**** Information supplied ****

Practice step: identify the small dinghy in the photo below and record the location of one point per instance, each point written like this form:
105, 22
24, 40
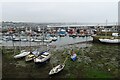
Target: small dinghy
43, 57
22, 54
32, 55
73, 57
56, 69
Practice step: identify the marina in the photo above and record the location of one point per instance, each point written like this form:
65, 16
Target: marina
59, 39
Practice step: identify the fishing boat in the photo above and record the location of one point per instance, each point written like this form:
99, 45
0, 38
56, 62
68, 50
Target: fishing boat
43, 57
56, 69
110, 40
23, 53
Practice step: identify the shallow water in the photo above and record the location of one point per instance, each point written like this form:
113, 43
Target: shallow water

****
**** Information supplied ****

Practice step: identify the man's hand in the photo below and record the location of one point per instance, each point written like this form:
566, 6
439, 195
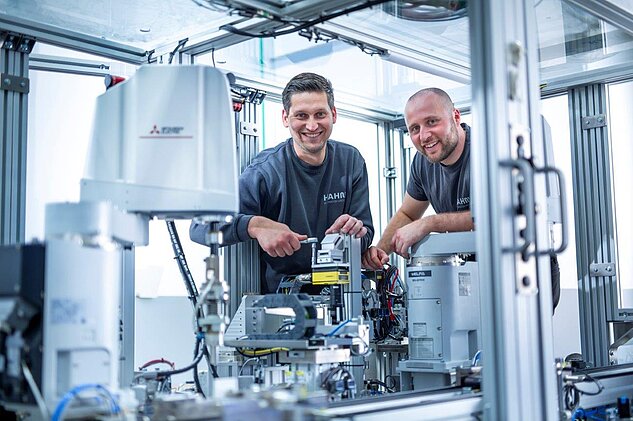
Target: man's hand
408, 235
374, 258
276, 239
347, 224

****
**** Information supplied ****

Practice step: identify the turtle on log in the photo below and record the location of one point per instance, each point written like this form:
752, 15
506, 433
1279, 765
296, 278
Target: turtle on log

****

* **Requirement**: Write out the data between the lines holding "Practice step: identify the small" and "Target: shallow water", inclusive, switching "fishing boat" to "rowboat" and keeping everything else the same. Leave the pictures out.

* **Answer to the exercise**:
Practice step: identify the small dinghy in the photo below and record the location of one point per instance, each point written like this form:
105, 22
24, 40
Target: small dinghy
43, 57
22, 54
32, 55
73, 57
56, 69
Practice step: identify the marina in the photo above and record the location of one point per instance, each point written like this form:
65, 16
Target: marina
59, 39
Practice step: identify the rowboat in the photo above and record the location of one point per instance, each point written like this form:
99, 45
0, 38
56, 62
68, 50
Target: rowboat
43, 57
56, 69
110, 40
23, 53
Practice step: identify the shallow water in the photo above and record the location of one point per instance, each point written like this form:
113, 43
Target: shallow water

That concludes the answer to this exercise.